### [PASSAGE]

• • • • • • •

Bon(d)fire And The Great Wage Debate

US markets calmed down a bit Friday as gloved traders and investors sifted through the smoldering ashes of Thursday’s bon(d)fire.

The situation remained far from resolved, though. Yields fell stateside, and the curve bull flattened, but there was a palpable sense of lingering angst.

Bonds have become a source of risk and volatility, imperiling multi-asset portfolios and raising uncomfortable questions about central banks’ capacity to tamp down yields without explicitly declaring price discovery dead. How, for example, do you explain to markets that 1.50% is “unreasonable” for 10-year US yields or, even more absurd, that negative 70bps is unacceptably “high” for 10-year reals? Those are questions Fed officials will need to ask themselves in the event rate rise continues to be disorderly, as it was this week.

“The surge in volatility has been noteworthy following the prolonged period of suppressed vol that reflected the range-trading Treasury market,” BMO’s rates team said Friday afternoon. “Coming into 2021, one of our most frequently fielded questions was at what point in the year would the best opportunity to sell vol present itself [and] in keeping with the seasonal theme of bearishness in Treasurys in the early, and late parts of any respective trading year, Q1 and Q4 resonate as the periods during which vol picks up,” they added.

The onus is clearly on Jerome Powell to figure out whether and how to respond. So far, the Fed stands apart as countenancing the move higher in yields, while policymakers abroad are already pushing back.

“Over the past week, real yields continued to rise while inflation expectations declined, which is not a positive sign for the reflation trade,” SocGen’s Subadra Rajappa remarked. “While the Treasury and the Fed don’t coordinate their actions, the rise in yields is inconvenient and ill-timed,” she went on to say, noting “the pain” from Thursday’s already infamous seven-year sale.

For equities, the pain was most acute for tech. While the Nasdaq tried to recover Friday, it was still an awful week.

Nothing escaped completely unscathed. Both the S&P and small-caps logged weekly losses.

Secular growth will likely remain in the firing line until there’s some resolution to the “situation” in rates. The same is true for corners of the market seen as particularly frothy. It was a disastrous week for Tesla and for Cathie Wood’s flagship ETF, for instance.

The Bloomberg Dollar index jumped Friday, logging the largest two-session gain since April in the process. It’s sitting at a three-week high.

This was a particularly loathsome week for gold. Surging US real rates are Kryptonite for the yellow metal, which dropped nearly 3% on the week. That came atop last week’s similarly steep losses. For the month, gold fell more than 6%, the worst performance in four years.

• • • • • • •

### [DATASET]
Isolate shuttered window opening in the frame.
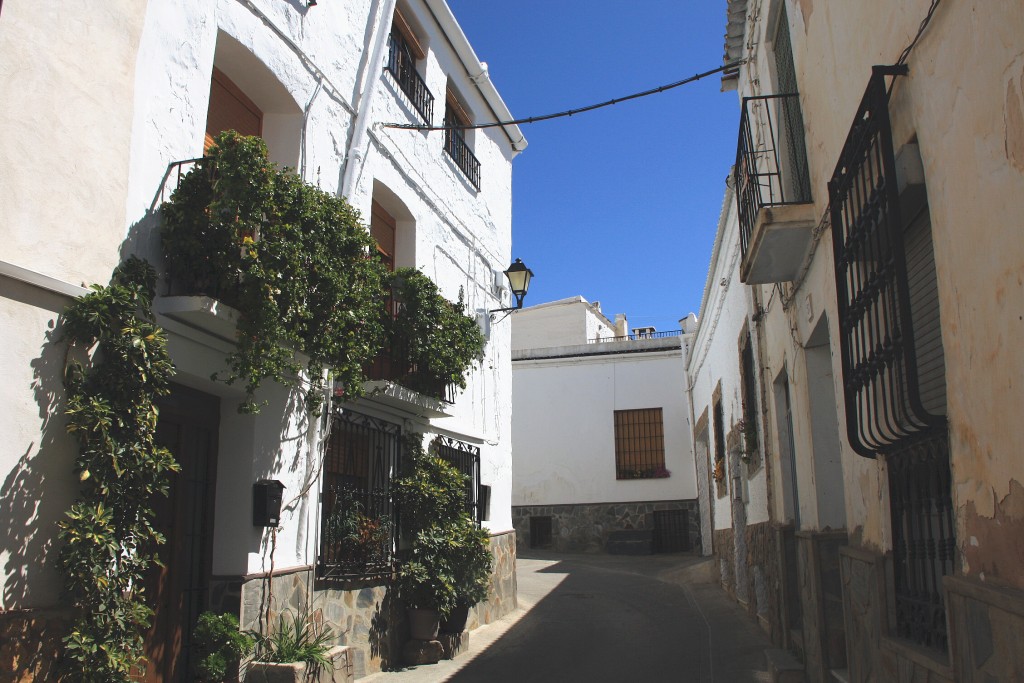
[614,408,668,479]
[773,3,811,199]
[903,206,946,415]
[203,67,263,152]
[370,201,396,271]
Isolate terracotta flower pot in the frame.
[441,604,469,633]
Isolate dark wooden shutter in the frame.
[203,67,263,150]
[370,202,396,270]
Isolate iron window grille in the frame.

• • • • • • •

### [EXERCISE AIM]
Retype, without any change, the section of the bond-market commentary that begins with the words containing "For equities, the" and ends with "logged weekly losses.".

### [REPLY TO THE TASK]
For equities, the pain was most acute for tech. While the Nasdaq tried to recover Friday, it was still an awful week.

Nothing escaped completely unscathed. Both the S&P and small-caps logged weekly losses.